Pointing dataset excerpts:
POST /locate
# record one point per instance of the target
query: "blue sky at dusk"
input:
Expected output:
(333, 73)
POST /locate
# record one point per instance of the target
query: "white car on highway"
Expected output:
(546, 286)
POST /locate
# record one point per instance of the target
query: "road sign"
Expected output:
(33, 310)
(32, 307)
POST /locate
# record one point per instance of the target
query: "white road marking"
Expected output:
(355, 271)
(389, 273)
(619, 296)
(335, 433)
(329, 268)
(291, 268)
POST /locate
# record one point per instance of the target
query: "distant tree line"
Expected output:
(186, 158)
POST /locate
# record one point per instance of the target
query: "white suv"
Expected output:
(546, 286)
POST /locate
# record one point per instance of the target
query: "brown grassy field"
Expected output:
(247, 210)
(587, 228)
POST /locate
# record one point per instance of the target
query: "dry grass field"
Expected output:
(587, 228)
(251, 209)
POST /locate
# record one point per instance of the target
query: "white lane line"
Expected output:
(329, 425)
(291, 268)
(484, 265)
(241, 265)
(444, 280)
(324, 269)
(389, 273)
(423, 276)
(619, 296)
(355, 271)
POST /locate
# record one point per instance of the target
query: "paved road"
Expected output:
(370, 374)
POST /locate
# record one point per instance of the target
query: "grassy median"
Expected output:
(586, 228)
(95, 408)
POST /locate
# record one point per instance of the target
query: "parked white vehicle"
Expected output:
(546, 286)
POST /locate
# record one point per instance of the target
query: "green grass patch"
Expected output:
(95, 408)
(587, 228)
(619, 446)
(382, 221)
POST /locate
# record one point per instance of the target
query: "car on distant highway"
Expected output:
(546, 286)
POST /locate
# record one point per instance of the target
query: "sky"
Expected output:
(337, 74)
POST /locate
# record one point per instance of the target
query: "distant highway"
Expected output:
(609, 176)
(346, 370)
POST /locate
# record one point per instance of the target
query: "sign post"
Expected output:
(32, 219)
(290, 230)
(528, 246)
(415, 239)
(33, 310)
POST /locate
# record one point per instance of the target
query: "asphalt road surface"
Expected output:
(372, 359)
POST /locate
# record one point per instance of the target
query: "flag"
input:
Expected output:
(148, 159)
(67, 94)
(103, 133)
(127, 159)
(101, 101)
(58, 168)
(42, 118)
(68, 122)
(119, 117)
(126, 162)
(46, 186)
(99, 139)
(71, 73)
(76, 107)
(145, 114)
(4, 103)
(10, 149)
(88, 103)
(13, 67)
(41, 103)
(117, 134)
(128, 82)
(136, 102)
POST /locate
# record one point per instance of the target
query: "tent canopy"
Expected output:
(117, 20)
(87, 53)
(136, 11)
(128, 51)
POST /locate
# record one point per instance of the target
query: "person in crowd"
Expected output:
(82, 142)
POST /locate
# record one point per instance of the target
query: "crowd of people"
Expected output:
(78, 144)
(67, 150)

WHAT YOU WILL DO:
Transcribe all of the material exactly. Omit nothing.

EXERCISE RESULT:
POST /locate
# record one point per instance of the target
query: "blue sky at dusk"
input:
Expected output:
(333, 73)
POST /locate
# record one point per instance of the target
query: "white car on highway"
Expected output:
(546, 286)
POST /locate
# record one point per instance of the target
query: "road sign"
Expected output:
(33, 310)
(32, 307)
POST /locate
# record one point per instance of the target
query: "white road marking"
Expected output:
(355, 271)
(389, 273)
(619, 296)
(335, 433)
(329, 268)
(291, 268)
POST /locate
# record one point per instance of the target
query: "distant tree line"
Expected output:
(186, 158)
POST /locate
# record one point per instance of the target
query: "white suv"
Expected output:
(546, 286)
POST /locate
# record one point per instance of the target
query: "brown grassy field"
Expected output:
(247, 210)
(587, 228)
POST /locate
# record one point per instance of the target
query: "dry grass field"
Expected output:
(587, 228)
(251, 209)
POST /locate
# record one point per instance of the target
query: "white lane line"
Expected output:
(329, 425)
(291, 268)
(484, 265)
(241, 265)
(444, 280)
(324, 269)
(389, 273)
(423, 276)
(619, 296)
(355, 271)
POST /locate
# record one point per instance of the target
query: "paved road"
Expected output:
(370, 374)
POST /locate
# record one point per instance of the target
query: "grassy median"
Expected output:
(586, 228)
(95, 408)
POST /locate
# record one point per instance of the target
query: "parked white vehicle"
Expected output:
(546, 286)
POST /locate
# record one point per instance of the target
query: "green grass patch"
Expected output:
(95, 408)
(587, 228)
(619, 446)
(382, 221)
POST /locate
# record one point per instance of the target
query: "car on distant highway"
Expected output:
(546, 286)
POST /locate
# record one point per instance of the target
query: "sky"
Expected output:
(337, 74)
POST /locate
# record one point per instance of the target
query: "distant highway"
Expected output:
(609, 176)
(346, 370)
POST /locate
# record one point per instance of the target
query: "sign post"
Expected output:
(32, 219)
(290, 230)
(528, 246)
(415, 239)
(33, 310)
POST /locate
# record one point per instance of the target
query: "asphalt road surface"
Expected output:
(372, 359)
POST /locate
# record one point per instance of the target
query: "flag"
input:
Expected output:
(148, 159)
(67, 94)
(103, 133)
(127, 159)
(101, 101)
(58, 168)
(42, 118)
(68, 122)
(119, 117)
(126, 162)
(46, 186)
(99, 139)
(71, 73)
(76, 107)
(145, 114)
(4, 103)
(10, 149)
(88, 103)
(13, 67)
(41, 103)
(117, 134)
(128, 82)
(136, 102)
POST /locate
# record one point per instance of the target
query: "tent canopy"
Expected output:
(117, 20)
(87, 53)
(136, 11)
(128, 51)
POST /locate
# record one point per instance of the target
query: "person in crowd"
Expected output:
(82, 142)
POST /locate
# record one point per instance of the target
query: "crowd of people"
Expected output:
(78, 144)
(67, 150)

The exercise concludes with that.